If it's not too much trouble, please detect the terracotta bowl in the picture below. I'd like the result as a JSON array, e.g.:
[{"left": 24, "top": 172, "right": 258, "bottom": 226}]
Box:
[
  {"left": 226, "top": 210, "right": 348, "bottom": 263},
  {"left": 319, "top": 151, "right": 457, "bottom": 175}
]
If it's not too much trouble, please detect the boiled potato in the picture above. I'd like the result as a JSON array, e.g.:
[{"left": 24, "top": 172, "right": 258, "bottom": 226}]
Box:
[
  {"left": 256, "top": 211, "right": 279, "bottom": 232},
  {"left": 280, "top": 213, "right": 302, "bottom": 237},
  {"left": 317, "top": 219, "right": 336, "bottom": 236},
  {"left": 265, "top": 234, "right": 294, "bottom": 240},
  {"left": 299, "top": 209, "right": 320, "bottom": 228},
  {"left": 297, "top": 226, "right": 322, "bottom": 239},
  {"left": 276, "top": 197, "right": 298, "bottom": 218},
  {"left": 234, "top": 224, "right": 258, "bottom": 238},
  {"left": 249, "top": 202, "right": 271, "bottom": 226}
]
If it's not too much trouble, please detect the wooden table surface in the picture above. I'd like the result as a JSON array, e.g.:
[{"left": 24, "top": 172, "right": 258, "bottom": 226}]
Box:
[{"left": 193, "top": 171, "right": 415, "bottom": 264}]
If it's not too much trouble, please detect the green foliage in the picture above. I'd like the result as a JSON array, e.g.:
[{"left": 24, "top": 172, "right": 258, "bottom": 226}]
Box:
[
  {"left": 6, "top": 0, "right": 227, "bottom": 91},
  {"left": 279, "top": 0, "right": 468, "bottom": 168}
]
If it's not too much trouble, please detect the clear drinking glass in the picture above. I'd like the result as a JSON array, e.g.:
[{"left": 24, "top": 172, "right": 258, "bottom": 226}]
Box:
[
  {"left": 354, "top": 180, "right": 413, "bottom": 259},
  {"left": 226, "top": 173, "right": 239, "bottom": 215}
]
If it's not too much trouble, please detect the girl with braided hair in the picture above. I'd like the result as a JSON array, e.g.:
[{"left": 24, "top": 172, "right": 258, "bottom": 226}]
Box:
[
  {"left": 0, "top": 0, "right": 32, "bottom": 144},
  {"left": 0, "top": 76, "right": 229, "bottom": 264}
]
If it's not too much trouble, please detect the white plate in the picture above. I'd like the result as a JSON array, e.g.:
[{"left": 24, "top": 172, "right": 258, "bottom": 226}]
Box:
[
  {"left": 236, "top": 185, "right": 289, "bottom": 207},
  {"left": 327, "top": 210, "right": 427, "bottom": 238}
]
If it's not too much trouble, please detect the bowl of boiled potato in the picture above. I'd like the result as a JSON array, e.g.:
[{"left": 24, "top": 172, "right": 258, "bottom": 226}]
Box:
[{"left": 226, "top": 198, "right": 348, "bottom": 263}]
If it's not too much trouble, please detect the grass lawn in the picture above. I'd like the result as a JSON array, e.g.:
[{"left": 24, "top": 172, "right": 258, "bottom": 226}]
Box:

──────

■ Task
Change every "JSON array" in the material above to "JSON list", and leave all other text as it is.

■ Written solution
If it's not too much trouble, please detect the terracotta bowl in the picture below. I'd like the result as a JSON list, e.g.:
[{"left": 24, "top": 172, "right": 258, "bottom": 226}]
Box:
[
  {"left": 226, "top": 210, "right": 348, "bottom": 263},
  {"left": 319, "top": 151, "right": 457, "bottom": 175}
]
If it's not too much trouble, please detect the boiled potato in the picture above. I'd like the result as a JSON list, e.g.:
[{"left": 24, "top": 172, "right": 258, "bottom": 226}]
Box:
[
  {"left": 256, "top": 211, "right": 279, "bottom": 232},
  {"left": 280, "top": 213, "right": 302, "bottom": 237},
  {"left": 317, "top": 219, "right": 336, "bottom": 236},
  {"left": 265, "top": 234, "right": 294, "bottom": 240},
  {"left": 299, "top": 209, "right": 320, "bottom": 228},
  {"left": 297, "top": 226, "right": 322, "bottom": 239},
  {"left": 276, "top": 197, "right": 298, "bottom": 218},
  {"left": 234, "top": 224, "right": 258, "bottom": 238},
  {"left": 249, "top": 202, "right": 271, "bottom": 226}
]
If it's not too much trouble, please detect the wooden table surface in the picture above. I'd like the result as a JSON list, e.g.:
[{"left": 24, "top": 172, "right": 258, "bottom": 226}]
Box:
[{"left": 193, "top": 171, "right": 415, "bottom": 264}]
If it's not too much trouble, please detect the green foliage in the picture above. I'd like the result as a JSON list, e.g.:
[{"left": 24, "top": 172, "right": 258, "bottom": 226}]
Box:
[
  {"left": 6, "top": 0, "right": 227, "bottom": 91},
  {"left": 279, "top": 0, "right": 468, "bottom": 168}
]
If it's not too much trouble, please detect the clear drinking glass in the picture above. I'd like the result as a JSON list, e.g.:
[{"left": 24, "top": 172, "right": 258, "bottom": 226}]
Box:
[
  {"left": 354, "top": 180, "right": 413, "bottom": 259},
  {"left": 226, "top": 173, "right": 239, "bottom": 215}
]
If it's not too much trouble, please detect the girl with braided hair in the picture above. I'd like the result as a JSON list, e.g.:
[{"left": 24, "top": 172, "right": 258, "bottom": 226}]
Box:
[
  {"left": 0, "top": 0, "right": 32, "bottom": 144},
  {"left": 0, "top": 76, "right": 229, "bottom": 264}
]
If it's not too much trouble, please detect the white plate in the picture above. I'd like the result as a JSON list, e.g.:
[{"left": 24, "top": 172, "right": 258, "bottom": 226}]
Box:
[
  {"left": 236, "top": 185, "right": 289, "bottom": 207},
  {"left": 327, "top": 210, "right": 427, "bottom": 238}
]
If it's not too much trouble, please detect the bowl of boiled potato in the picture above. I'd like the result as a JSON list, e.g.:
[{"left": 24, "top": 172, "right": 258, "bottom": 226}]
Box:
[{"left": 226, "top": 198, "right": 348, "bottom": 263}]
If it's not too much trouble, please detect the grass lawn in the picture above. I'd like the result as a JSON list, e.g.:
[{"left": 24, "top": 172, "right": 258, "bottom": 226}]
Box:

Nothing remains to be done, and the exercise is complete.